=== Section Start ===
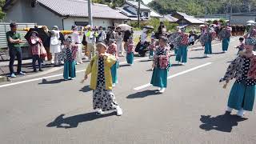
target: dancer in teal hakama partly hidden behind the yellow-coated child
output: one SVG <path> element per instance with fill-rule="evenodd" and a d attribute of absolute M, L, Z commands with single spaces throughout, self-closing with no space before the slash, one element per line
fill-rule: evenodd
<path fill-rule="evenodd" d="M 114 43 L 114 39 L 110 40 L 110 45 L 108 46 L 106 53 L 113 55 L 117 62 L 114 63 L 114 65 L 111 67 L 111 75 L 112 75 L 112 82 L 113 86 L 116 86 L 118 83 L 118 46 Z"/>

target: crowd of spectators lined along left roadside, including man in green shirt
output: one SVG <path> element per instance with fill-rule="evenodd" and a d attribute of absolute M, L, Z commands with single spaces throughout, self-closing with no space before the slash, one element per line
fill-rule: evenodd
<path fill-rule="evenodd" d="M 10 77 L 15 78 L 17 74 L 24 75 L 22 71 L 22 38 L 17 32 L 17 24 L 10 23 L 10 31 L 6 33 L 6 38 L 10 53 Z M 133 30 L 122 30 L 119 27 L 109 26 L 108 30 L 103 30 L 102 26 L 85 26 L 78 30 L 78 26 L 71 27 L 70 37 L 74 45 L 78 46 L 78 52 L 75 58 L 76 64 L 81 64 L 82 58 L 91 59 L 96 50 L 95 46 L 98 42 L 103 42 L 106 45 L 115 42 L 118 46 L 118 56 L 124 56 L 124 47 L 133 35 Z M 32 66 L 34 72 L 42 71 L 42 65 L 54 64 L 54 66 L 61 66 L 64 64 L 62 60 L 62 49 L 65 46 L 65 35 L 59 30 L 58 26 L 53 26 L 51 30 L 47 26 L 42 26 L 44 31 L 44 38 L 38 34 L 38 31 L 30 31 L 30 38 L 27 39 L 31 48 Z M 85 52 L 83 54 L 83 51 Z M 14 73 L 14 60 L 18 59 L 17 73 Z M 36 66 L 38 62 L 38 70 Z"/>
=== Section End ===
For the word "target", go through the records and show each line that carries it.

target: dancer in teal hakama partly hidden behind the yellow-coated child
target: crowd of spectators lined along left roadside, including man in green shirt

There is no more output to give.